__Task objective__:
Gather every line from the items below that contains the word "lantern", and list those lines.
======== Dataset rows
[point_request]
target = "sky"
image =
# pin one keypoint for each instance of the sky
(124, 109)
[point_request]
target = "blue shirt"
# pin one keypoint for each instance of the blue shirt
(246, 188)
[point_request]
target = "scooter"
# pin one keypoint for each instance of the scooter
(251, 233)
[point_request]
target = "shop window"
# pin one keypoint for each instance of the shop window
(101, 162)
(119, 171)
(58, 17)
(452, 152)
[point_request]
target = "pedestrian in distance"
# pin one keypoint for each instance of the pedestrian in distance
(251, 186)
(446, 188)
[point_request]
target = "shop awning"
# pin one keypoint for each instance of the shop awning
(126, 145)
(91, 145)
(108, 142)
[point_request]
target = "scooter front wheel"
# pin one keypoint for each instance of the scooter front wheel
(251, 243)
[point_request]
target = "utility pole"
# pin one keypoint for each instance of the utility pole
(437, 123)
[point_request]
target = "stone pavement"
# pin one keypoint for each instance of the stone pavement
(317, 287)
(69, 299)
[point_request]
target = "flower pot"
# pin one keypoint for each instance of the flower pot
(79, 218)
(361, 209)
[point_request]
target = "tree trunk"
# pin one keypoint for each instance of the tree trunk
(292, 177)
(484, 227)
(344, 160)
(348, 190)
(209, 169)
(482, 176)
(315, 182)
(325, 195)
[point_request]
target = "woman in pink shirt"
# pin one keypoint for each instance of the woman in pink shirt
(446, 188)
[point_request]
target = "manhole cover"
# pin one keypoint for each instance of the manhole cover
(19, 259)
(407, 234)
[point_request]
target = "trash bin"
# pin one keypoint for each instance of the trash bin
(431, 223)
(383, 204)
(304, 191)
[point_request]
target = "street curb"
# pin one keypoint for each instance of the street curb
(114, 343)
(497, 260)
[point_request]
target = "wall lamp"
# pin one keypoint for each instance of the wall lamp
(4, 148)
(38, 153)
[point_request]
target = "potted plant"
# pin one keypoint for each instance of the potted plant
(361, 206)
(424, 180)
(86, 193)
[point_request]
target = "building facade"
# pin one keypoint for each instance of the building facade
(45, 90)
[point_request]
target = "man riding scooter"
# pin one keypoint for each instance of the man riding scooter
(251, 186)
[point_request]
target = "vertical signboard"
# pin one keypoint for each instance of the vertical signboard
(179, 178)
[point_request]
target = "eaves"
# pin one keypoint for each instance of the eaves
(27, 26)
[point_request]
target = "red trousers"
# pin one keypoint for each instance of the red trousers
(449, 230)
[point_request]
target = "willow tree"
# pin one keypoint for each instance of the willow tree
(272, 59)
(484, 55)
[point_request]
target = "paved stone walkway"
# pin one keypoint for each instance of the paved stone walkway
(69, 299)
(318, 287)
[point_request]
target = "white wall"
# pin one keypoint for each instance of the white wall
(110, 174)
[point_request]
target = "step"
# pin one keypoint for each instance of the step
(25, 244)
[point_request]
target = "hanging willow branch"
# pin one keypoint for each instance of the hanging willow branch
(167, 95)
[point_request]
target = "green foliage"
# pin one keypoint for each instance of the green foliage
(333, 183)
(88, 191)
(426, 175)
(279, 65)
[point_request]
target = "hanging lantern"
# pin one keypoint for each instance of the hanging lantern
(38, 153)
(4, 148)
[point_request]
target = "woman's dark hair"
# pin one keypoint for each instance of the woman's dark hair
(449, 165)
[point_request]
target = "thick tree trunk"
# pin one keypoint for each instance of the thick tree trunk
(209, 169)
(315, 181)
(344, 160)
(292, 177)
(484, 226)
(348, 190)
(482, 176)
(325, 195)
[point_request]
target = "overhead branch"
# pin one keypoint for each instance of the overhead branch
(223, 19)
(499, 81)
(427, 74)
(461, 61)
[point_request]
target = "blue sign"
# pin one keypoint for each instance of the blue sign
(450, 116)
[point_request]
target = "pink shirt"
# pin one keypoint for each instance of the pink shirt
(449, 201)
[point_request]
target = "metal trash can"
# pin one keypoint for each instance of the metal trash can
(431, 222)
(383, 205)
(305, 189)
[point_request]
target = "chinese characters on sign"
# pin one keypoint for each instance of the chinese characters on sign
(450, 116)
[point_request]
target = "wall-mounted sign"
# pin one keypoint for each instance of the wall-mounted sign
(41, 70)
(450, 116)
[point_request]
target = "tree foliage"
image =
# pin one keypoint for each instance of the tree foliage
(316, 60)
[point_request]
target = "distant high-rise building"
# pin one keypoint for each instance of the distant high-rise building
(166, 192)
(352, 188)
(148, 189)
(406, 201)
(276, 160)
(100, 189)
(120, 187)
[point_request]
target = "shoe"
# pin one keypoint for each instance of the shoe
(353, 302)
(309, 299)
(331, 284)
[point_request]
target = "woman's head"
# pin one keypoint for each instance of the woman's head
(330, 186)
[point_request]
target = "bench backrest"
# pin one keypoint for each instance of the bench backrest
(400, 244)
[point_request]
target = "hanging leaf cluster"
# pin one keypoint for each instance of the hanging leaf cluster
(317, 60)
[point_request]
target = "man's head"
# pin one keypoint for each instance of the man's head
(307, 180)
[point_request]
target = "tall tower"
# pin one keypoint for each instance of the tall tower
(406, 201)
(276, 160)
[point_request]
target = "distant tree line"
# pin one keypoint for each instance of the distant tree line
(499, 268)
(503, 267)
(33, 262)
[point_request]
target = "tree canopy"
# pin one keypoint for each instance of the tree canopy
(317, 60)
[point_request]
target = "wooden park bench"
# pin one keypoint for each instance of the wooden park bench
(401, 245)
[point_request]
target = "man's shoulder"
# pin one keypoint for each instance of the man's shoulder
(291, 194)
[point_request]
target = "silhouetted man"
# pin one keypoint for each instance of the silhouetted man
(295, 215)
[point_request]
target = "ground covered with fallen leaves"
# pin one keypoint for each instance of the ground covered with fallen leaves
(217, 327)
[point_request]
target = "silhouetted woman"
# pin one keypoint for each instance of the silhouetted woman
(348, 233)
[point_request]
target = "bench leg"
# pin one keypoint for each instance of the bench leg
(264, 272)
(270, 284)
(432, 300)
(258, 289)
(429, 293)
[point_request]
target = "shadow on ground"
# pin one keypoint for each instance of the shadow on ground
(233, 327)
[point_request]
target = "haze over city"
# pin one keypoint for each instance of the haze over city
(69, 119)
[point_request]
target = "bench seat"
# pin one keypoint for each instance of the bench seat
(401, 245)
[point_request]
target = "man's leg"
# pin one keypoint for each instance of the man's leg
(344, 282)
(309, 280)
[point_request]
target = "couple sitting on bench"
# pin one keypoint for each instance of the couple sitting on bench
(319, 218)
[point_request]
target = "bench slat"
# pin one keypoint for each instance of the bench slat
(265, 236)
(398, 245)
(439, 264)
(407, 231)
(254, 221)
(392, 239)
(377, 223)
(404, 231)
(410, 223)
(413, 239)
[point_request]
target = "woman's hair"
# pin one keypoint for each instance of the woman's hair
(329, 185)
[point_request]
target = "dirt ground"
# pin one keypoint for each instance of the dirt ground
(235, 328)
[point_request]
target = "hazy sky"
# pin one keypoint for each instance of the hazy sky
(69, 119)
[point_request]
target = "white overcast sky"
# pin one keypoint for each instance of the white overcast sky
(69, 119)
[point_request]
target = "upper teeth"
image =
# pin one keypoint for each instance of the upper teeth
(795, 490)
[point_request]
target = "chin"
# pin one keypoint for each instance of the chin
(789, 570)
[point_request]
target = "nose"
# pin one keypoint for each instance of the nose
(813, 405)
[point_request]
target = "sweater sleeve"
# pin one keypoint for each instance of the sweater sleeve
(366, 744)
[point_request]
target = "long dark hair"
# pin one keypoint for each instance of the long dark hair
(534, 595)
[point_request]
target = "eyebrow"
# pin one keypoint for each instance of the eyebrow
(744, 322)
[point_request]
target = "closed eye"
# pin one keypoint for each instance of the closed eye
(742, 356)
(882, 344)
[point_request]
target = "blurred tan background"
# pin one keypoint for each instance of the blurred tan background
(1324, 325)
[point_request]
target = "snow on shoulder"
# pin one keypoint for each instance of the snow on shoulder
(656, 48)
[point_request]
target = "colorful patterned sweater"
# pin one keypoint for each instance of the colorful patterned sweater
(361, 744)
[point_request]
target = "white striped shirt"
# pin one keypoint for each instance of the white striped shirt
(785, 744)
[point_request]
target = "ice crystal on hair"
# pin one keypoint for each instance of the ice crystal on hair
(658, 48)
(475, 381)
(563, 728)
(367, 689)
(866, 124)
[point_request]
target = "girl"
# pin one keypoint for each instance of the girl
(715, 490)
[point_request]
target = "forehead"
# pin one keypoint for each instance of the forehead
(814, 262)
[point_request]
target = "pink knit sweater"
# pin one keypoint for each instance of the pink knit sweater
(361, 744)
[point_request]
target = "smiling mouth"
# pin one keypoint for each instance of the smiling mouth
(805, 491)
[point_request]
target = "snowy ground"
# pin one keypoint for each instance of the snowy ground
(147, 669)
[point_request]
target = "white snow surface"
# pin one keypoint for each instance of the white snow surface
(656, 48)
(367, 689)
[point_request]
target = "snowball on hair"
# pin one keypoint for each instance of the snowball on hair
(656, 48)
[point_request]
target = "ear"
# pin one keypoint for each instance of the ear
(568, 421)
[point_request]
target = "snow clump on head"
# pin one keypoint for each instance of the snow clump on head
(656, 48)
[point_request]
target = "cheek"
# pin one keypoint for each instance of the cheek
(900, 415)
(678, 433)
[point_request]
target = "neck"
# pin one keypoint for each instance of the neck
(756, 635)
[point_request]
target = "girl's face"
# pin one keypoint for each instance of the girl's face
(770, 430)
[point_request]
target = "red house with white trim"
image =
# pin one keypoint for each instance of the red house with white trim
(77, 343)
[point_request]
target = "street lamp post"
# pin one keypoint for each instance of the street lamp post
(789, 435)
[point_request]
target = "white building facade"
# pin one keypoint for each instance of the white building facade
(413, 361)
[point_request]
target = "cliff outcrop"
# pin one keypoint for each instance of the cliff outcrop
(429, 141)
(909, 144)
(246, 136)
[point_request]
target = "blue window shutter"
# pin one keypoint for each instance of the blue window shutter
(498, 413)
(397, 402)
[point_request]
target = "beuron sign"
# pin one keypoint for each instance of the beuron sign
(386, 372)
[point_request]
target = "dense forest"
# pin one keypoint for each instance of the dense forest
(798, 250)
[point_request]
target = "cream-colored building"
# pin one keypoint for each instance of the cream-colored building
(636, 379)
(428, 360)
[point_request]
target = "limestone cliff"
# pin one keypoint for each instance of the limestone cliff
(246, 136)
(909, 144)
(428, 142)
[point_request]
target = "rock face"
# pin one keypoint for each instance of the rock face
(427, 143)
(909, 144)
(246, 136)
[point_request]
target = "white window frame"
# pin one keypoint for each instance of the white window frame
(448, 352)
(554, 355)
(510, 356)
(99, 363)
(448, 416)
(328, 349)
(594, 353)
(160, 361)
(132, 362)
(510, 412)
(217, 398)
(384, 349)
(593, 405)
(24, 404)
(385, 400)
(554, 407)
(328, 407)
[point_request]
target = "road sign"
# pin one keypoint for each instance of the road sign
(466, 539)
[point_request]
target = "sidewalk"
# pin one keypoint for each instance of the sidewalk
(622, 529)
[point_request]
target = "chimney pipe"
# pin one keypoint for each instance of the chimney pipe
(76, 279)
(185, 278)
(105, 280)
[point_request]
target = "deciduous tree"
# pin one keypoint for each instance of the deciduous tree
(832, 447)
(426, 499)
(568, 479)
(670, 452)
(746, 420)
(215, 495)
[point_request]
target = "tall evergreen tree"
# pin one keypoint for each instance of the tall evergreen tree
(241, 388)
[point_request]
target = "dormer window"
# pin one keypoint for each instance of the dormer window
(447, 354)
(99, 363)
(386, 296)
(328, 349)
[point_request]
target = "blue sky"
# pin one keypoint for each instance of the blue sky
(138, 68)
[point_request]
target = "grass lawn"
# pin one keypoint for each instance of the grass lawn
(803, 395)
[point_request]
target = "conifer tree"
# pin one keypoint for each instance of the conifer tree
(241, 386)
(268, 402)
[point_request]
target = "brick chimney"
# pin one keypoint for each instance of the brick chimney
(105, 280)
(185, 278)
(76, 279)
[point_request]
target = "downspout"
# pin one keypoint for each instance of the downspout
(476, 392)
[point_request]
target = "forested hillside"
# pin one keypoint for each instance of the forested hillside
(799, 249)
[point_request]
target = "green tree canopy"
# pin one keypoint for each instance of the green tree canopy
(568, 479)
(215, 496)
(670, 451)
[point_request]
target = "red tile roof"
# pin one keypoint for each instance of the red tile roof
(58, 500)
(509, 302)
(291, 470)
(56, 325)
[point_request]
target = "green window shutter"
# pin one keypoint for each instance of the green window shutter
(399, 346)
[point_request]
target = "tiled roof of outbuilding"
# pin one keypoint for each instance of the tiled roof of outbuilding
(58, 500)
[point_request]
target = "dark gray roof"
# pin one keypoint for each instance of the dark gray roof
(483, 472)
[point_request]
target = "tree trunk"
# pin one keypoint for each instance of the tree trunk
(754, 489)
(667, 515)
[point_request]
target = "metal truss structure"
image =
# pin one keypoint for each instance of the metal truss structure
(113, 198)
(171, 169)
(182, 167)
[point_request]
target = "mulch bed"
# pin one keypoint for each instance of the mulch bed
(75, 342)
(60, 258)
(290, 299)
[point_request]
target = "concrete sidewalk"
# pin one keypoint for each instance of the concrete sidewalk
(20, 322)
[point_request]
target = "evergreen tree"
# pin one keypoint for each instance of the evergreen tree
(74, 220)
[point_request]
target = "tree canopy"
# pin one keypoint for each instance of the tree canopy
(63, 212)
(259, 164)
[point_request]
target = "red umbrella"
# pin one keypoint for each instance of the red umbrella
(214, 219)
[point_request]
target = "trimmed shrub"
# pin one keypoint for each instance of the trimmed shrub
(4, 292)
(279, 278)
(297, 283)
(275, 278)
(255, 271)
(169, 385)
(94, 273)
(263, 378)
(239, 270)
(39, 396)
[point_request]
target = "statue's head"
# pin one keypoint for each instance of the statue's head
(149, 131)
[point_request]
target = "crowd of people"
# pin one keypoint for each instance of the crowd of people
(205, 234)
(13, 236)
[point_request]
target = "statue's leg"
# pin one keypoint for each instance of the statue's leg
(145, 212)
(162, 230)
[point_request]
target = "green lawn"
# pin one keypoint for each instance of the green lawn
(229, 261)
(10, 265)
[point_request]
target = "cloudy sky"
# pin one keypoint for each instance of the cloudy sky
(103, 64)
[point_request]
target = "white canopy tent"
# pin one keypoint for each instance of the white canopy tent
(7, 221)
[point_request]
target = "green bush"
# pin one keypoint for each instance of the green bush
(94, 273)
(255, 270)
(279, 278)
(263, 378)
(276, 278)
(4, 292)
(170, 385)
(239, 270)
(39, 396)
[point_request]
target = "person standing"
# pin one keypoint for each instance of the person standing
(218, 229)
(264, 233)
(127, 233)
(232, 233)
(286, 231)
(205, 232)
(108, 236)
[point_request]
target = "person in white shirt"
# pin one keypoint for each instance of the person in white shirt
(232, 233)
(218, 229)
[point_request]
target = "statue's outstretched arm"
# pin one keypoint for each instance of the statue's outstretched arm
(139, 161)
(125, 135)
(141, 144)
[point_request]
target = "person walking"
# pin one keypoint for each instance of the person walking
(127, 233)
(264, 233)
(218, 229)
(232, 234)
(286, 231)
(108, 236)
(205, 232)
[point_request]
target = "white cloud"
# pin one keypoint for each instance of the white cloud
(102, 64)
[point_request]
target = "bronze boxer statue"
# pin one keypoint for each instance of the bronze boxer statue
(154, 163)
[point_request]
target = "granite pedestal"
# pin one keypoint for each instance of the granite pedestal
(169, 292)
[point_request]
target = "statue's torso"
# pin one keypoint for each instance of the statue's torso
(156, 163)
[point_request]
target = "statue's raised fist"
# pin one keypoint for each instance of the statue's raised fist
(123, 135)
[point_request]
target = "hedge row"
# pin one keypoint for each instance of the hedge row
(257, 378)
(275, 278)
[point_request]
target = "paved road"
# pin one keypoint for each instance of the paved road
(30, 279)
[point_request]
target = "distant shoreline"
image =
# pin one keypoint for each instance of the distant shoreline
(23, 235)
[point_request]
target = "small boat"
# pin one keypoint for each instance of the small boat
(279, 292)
================
__Solution to this problem__:
target = "hanging lantern"
# pin one keypoint for each instance of the hanging lantern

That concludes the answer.